- Instructions to follow
Show each line of the records that contains the string "denim", copied in full. Matching is case-sensitive.

- Task data
------

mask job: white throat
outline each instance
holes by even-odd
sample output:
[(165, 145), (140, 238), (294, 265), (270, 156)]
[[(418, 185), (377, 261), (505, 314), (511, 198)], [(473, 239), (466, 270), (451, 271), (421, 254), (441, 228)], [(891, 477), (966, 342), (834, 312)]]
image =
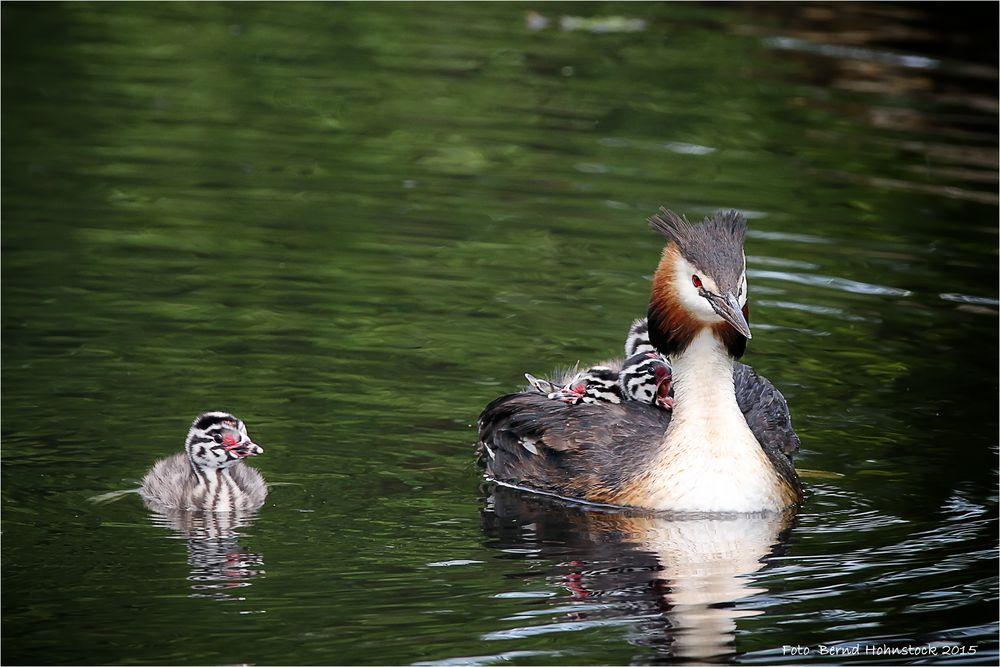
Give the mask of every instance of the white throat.
[(239, 488), (229, 475), (229, 468), (194, 466), (195, 493), (203, 499), (204, 509), (227, 512), (236, 509)]
[(652, 506), (759, 512), (787, 505), (784, 483), (736, 402), (734, 364), (709, 328), (671, 359), (673, 416), (652, 473)]

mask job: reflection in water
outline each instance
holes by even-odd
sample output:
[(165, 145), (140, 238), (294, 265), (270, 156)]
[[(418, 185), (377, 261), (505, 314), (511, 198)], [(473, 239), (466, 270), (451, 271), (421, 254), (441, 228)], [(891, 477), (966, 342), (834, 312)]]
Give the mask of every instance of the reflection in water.
[[(734, 654), (736, 621), (762, 611), (734, 603), (765, 593), (748, 576), (786, 542), (794, 513), (677, 519), (563, 504), (494, 487), (482, 513), (491, 546), (509, 557), (543, 557), (572, 602), (549, 598), (564, 620), (537, 626), (537, 611), (509, 639), (545, 632), (628, 624), (629, 641), (665, 657), (719, 659)], [(551, 613), (550, 608), (546, 608)]]
[(154, 524), (170, 528), (187, 540), (190, 597), (243, 600), (238, 589), (264, 574), (260, 554), (243, 551), (240, 528), (253, 524), (253, 512), (153, 512)]

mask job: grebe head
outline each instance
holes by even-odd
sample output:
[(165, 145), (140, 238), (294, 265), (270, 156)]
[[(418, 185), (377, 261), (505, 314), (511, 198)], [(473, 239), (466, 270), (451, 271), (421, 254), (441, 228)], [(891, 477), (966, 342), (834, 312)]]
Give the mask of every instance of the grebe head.
[(660, 209), (649, 224), (670, 241), (653, 278), (653, 345), (664, 354), (676, 354), (711, 327), (731, 356), (742, 356), (751, 337), (743, 254), (746, 219), (737, 211), (720, 211), (692, 225)]
[(184, 443), (196, 468), (228, 468), (264, 450), (247, 435), (247, 426), (228, 412), (206, 412), (191, 423)]

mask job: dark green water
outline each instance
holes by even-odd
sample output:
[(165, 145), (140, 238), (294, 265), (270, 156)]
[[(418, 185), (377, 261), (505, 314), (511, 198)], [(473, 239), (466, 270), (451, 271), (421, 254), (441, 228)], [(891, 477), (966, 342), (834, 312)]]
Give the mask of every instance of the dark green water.
[[(2, 11), (5, 664), (996, 663), (995, 4)], [(751, 218), (790, 527), (480, 487), (660, 205)], [(210, 409), (256, 517), (90, 500)]]

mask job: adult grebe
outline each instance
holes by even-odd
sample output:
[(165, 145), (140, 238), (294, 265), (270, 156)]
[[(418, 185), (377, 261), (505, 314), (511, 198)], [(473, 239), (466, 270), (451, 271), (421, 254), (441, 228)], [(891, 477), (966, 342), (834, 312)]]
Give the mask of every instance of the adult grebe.
[[(649, 342), (669, 360), (673, 400), (502, 396), (479, 418), (486, 475), (565, 498), (657, 511), (760, 512), (797, 503), (802, 490), (791, 455), (799, 440), (788, 405), (774, 385), (736, 361), (751, 335), (746, 219), (726, 211), (692, 225), (661, 209), (650, 225), (670, 241), (653, 277), (647, 322)], [(644, 351), (633, 339), (636, 329), (629, 344)], [(622, 363), (600, 368), (620, 371)]]

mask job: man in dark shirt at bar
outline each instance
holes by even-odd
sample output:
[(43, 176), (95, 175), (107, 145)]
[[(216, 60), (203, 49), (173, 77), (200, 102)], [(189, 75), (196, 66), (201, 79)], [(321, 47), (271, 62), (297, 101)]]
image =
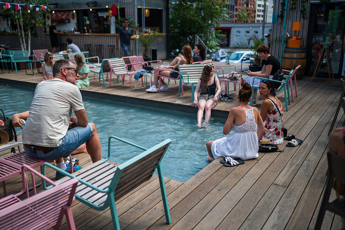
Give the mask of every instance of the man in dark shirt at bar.
[(56, 31), (56, 25), (58, 25), (58, 22), (53, 21), (51, 25), (49, 27), (49, 36), (50, 38), (50, 42), (51, 43), (51, 47), (53, 49), (51, 50), (52, 53), (56, 53), (56, 48), (59, 46), (59, 40), (58, 39), (58, 34), (62, 34), (63, 32), (59, 32)]
[(128, 27), (128, 20), (124, 20), (124, 26), (120, 28), (116, 38), (116, 49), (119, 49), (119, 40), (121, 40), (121, 48), (124, 50), (124, 56), (129, 56), (130, 52), (130, 36), (132, 30)]

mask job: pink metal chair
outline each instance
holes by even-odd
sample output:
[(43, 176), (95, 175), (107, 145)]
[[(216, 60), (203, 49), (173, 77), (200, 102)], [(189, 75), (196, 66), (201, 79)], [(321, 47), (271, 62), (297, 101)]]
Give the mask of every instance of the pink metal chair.
[[(31, 175), (34, 195), (29, 197), (25, 173)], [(69, 229), (76, 229), (71, 205), (78, 182), (76, 178), (58, 185), (26, 165), (21, 169), (23, 190), (19, 193), (0, 199), (0, 226), (1, 229), (47, 229), (58, 228), (63, 215)], [(51, 184), (53, 187), (36, 194), (34, 175)], [(27, 199), (18, 197), (26, 193)]]
[[(291, 101), (292, 102), (294, 102), (294, 93), (292, 90), (292, 78), (293, 77), (294, 80), (295, 81), (295, 91), (296, 93), (296, 97), (298, 96), (297, 95), (297, 83), (296, 82), (296, 72), (297, 72), (297, 71), (298, 70), (298, 68), (301, 67), (300, 65), (298, 65), (294, 70), (294, 72), (292, 72), (292, 74), (291, 74), (291, 76), (290, 77), (290, 79), (289, 79), (289, 82), (290, 82), (290, 85), (291, 86)], [(291, 71), (290, 70), (283, 70), (283, 71), (285, 71), (287, 73), (289, 73)], [(287, 75), (284, 75), (284, 76), (286, 77), (287, 76)]]

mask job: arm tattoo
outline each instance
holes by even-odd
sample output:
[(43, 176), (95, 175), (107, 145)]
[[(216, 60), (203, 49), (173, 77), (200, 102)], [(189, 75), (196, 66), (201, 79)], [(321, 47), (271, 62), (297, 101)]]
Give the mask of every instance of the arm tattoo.
[(200, 87), (197, 85), (196, 87), (195, 88), (195, 92), (196, 92), (197, 93), (198, 92), (199, 88), (200, 88)]

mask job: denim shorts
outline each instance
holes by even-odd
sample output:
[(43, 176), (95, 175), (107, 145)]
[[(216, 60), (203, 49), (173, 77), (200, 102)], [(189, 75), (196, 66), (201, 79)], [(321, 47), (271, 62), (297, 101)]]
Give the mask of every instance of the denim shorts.
[[(29, 156), (42, 160), (55, 160), (68, 155), (85, 143), (92, 135), (92, 126), (90, 123), (86, 127), (77, 126), (67, 130), (66, 135), (62, 138), (60, 146), (49, 153), (45, 154), (43, 151), (34, 151), (24, 146), (24, 150)], [(30, 145), (34, 147), (34, 145)]]
[(130, 46), (127, 45), (121, 45), (121, 48), (124, 50), (124, 56), (129, 55), (130, 52)]

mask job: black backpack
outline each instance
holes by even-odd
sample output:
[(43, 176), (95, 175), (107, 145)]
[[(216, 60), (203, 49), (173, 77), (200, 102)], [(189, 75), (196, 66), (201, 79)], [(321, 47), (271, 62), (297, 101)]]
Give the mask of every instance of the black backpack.
[[(3, 111), (1, 109), (0, 109), (0, 110), (2, 112), (2, 117), (1, 117), (1, 115), (0, 115), (0, 129), (5, 131), (8, 134), (8, 136), (9, 137), (9, 141), (12, 141), (13, 139), (16, 141), (17, 141), (17, 134), (16, 132), (14, 127), (12, 124), (12, 119), (5, 117)], [(14, 148), (12, 148), (11, 151), (14, 153), (16, 152)]]

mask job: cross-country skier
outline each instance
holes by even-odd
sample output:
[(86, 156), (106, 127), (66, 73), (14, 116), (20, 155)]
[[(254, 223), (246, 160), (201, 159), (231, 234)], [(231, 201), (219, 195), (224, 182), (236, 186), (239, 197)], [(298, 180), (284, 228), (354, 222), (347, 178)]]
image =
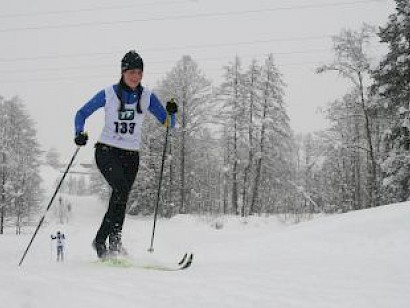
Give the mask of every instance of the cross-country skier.
[[(150, 112), (163, 125), (175, 126), (175, 101), (166, 109), (158, 97), (141, 85), (144, 64), (134, 50), (121, 60), (121, 79), (117, 84), (98, 92), (75, 116), (75, 143), (84, 146), (88, 136), (85, 120), (99, 108), (105, 110), (105, 126), (95, 144), (97, 167), (112, 188), (109, 206), (93, 241), (100, 259), (125, 253), (121, 232), (126, 203), (139, 165), (141, 130), (145, 115)], [(171, 114), (168, 123), (167, 113)], [(108, 238), (108, 251), (106, 240)]]
[(64, 233), (57, 231), (56, 235), (51, 235), (51, 240), (56, 240), (57, 247), (57, 262), (64, 261)]

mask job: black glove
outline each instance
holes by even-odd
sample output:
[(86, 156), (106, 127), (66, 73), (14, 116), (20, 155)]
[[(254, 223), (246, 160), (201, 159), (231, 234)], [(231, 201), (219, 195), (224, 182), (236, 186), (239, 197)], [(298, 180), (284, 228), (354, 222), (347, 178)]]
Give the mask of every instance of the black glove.
[(178, 105), (177, 105), (177, 103), (175, 102), (175, 99), (174, 99), (174, 98), (171, 98), (171, 100), (169, 100), (169, 101), (167, 102), (167, 107), (166, 107), (166, 109), (167, 109), (168, 114), (175, 114), (175, 113), (178, 112)]
[(78, 146), (86, 145), (87, 140), (88, 140), (88, 135), (87, 135), (87, 133), (84, 133), (84, 132), (78, 133), (74, 138), (74, 142)]

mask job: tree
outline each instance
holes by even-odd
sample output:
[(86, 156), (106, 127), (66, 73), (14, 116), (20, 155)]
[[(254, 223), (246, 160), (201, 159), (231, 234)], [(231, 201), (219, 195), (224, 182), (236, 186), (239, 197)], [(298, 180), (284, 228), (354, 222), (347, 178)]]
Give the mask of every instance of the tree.
[[(376, 153), (372, 139), (372, 124), (371, 124), (371, 99), (367, 93), (367, 86), (364, 82), (370, 73), (369, 59), (365, 52), (365, 47), (369, 42), (373, 28), (364, 25), (360, 31), (343, 30), (340, 35), (333, 37), (335, 60), (330, 65), (324, 65), (318, 68), (318, 73), (326, 71), (336, 71), (341, 76), (348, 78), (353, 86), (356, 95), (356, 104), (360, 108), (361, 116), (364, 120), (363, 134), (358, 131), (358, 138), (364, 138), (367, 145), (360, 147), (366, 152), (368, 157), (368, 180), (367, 190), (369, 201), (365, 201), (364, 206), (373, 206), (379, 204), (379, 192), (377, 182), (377, 163)], [(363, 135), (363, 137), (362, 137)], [(360, 137), (359, 137), (360, 136)]]
[(38, 209), (40, 154), (34, 123), (21, 100), (0, 97), (0, 234), (6, 218), (15, 220), (16, 233), (20, 233)]
[(385, 202), (410, 197), (410, 2), (396, 0), (396, 12), (378, 33), (388, 53), (373, 71), (378, 96), (377, 118), (383, 119), (381, 157)]

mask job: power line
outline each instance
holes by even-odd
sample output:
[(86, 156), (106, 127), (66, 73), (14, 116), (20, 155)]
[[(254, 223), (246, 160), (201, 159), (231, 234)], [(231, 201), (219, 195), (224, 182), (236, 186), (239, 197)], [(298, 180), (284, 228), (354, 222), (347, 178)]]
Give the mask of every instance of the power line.
[(182, 19), (197, 19), (197, 18), (213, 18), (213, 17), (229, 17), (229, 16), (239, 16), (247, 14), (260, 14), (260, 13), (272, 13), (283, 10), (302, 10), (302, 9), (320, 9), (326, 7), (340, 7), (347, 6), (353, 7), (361, 4), (368, 3), (380, 3), (376, 0), (361, 0), (361, 1), (350, 1), (350, 2), (336, 2), (336, 3), (325, 3), (325, 4), (306, 4), (298, 6), (287, 6), (287, 7), (276, 7), (276, 8), (265, 8), (258, 10), (245, 10), (236, 12), (218, 12), (218, 13), (201, 13), (201, 14), (189, 14), (189, 15), (176, 15), (176, 16), (160, 16), (152, 18), (140, 18), (140, 19), (130, 19), (130, 20), (120, 20), (120, 21), (105, 21), (105, 22), (84, 22), (76, 24), (66, 24), (66, 25), (46, 25), (46, 26), (32, 26), (32, 27), (21, 27), (21, 28), (8, 28), (0, 29), (0, 33), (7, 32), (17, 32), (17, 31), (31, 31), (31, 30), (51, 30), (51, 29), (67, 29), (67, 28), (81, 28), (90, 26), (112, 26), (120, 24), (128, 24), (134, 22), (150, 22), (150, 21), (166, 21), (166, 20), (182, 20)]
[(1, 18), (16, 18), (16, 17), (33, 17), (33, 16), (47, 16), (47, 15), (77, 14), (77, 13), (82, 13), (82, 12), (98, 12), (98, 11), (107, 11), (107, 10), (121, 10), (121, 9), (131, 9), (131, 8), (144, 7), (144, 6), (175, 5), (175, 4), (183, 4), (183, 3), (192, 3), (192, 1), (189, 1), (189, 0), (172, 1), (172, 2), (171, 1), (157, 1), (157, 2), (140, 3), (138, 5), (136, 5), (136, 4), (112, 5), (112, 6), (82, 8), (82, 9), (75, 9), (75, 10), (59, 10), (59, 11), (48, 11), (48, 12), (4, 14), (4, 15), (0, 15), (0, 19)]
[[(242, 58), (241, 58), (242, 59)], [(293, 63), (285, 63), (285, 64), (280, 64), (277, 63), (276, 66), (278, 68), (282, 68), (282, 67), (296, 67), (296, 68), (300, 68), (304, 65), (319, 65), (320, 61), (306, 61), (306, 62), (293, 62)], [(204, 69), (201, 69), (201, 71), (205, 71)], [(223, 67), (221, 68), (214, 68), (214, 69), (206, 69), (207, 72), (223, 72)], [(147, 75), (149, 76), (161, 76), (166, 74), (167, 72), (149, 72), (147, 73)], [(80, 78), (96, 78), (96, 77), (101, 77), (101, 73), (98, 74), (76, 74), (73, 76), (59, 76), (57, 78), (53, 77), (53, 78), (33, 78), (33, 79), (18, 79), (18, 80), (0, 80), (1, 84), (14, 84), (14, 83), (37, 83), (37, 82), (61, 82), (61, 81), (73, 81), (73, 82), (78, 82)]]
[[(178, 47), (163, 47), (163, 48), (152, 48), (146, 49), (144, 52), (169, 52), (175, 50), (188, 50), (188, 49), (203, 49), (203, 48), (217, 48), (224, 46), (239, 46), (239, 45), (254, 45), (262, 43), (273, 43), (273, 42), (292, 42), (292, 41), (309, 41), (309, 40), (321, 40), (325, 38), (330, 38), (332, 35), (318, 35), (318, 36), (301, 36), (301, 37), (288, 37), (288, 38), (274, 38), (266, 40), (253, 40), (253, 41), (242, 41), (233, 43), (214, 43), (214, 44), (196, 44), (196, 45), (186, 45)], [(90, 52), (90, 53), (79, 53), (79, 54), (65, 54), (65, 55), (44, 55), (37, 57), (18, 57), (18, 58), (0, 58), (0, 62), (16, 62), (16, 61), (37, 61), (37, 60), (52, 60), (52, 59), (67, 59), (67, 58), (81, 58), (81, 57), (95, 57), (95, 56), (107, 56), (116, 55), (118, 53), (123, 53), (124, 50), (112, 51), (112, 52)]]
[[(322, 48), (322, 49), (311, 49), (311, 50), (296, 50), (296, 51), (287, 51), (287, 52), (271, 52), (274, 56), (278, 55), (294, 55), (294, 54), (312, 54), (312, 53), (317, 53), (317, 52), (324, 52), (324, 51), (329, 51), (327, 48)], [(265, 54), (264, 54), (265, 55)], [(248, 54), (248, 55), (241, 55), (241, 57), (259, 57), (261, 55), (255, 55), (255, 54)], [(194, 61), (196, 62), (202, 62), (202, 61), (216, 61), (216, 60), (221, 60), (221, 59), (229, 59), (232, 58), (231, 55), (227, 56), (218, 56), (218, 57), (205, 57), (205, 58), (200, 58), (200, 57), (192, 57)], [(167, 63), (169, 60), (161, 60), (161, 61), (147, 61), (150, 65), (152, 64), (161, 64), (161, 63)], [(33, 73), (43, 73), (43, 72), (53, 72), (53, 71), (66, 71), (66, 70), (76, 70), (76, 69), (99, 69), (99, 68), (115, 68), (117, 67), (115, 64), (108, 64), (108, 65), (80, 65), (80, 66), (67, 66), (67, 67), (54, 67), (54, 68), (46, 68), (46, 69), (32, 69)], [(16, 70), (15, 68), (13, 70), (0, 70), (1, 73), (6, 73), (6, 74), (13, 74), (13, 73), (21, 73), (20, 71)], [(24, 72), (25, 74), (27, 72)]]

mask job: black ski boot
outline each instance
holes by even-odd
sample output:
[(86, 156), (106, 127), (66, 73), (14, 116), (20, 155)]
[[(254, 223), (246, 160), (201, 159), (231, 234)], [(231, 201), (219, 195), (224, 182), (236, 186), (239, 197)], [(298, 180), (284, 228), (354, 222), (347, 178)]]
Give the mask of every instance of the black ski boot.
[(105, 243), (97, 243), (94, 239), (92, 246), (94, 250), (97, 252), (97, 257), (100, 260), (105, 260), (108, 257), (107, 248), (105, 247)]
[(128, 253), (125, 248), (122, 246), (121, 241), (121, 231), (112, 233), (108, 236), (108, 249), (110, 257), (117, 257), (117, 256), (127, 256)]

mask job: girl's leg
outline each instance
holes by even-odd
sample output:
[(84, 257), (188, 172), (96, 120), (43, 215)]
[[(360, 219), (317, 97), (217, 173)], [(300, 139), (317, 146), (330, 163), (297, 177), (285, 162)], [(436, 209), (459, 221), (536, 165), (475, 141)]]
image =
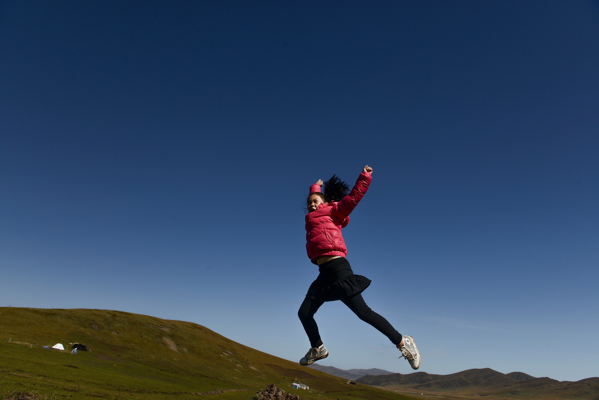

------

- Task output
mask job: denim shorts
Give the mask of every instance of the denim shorts.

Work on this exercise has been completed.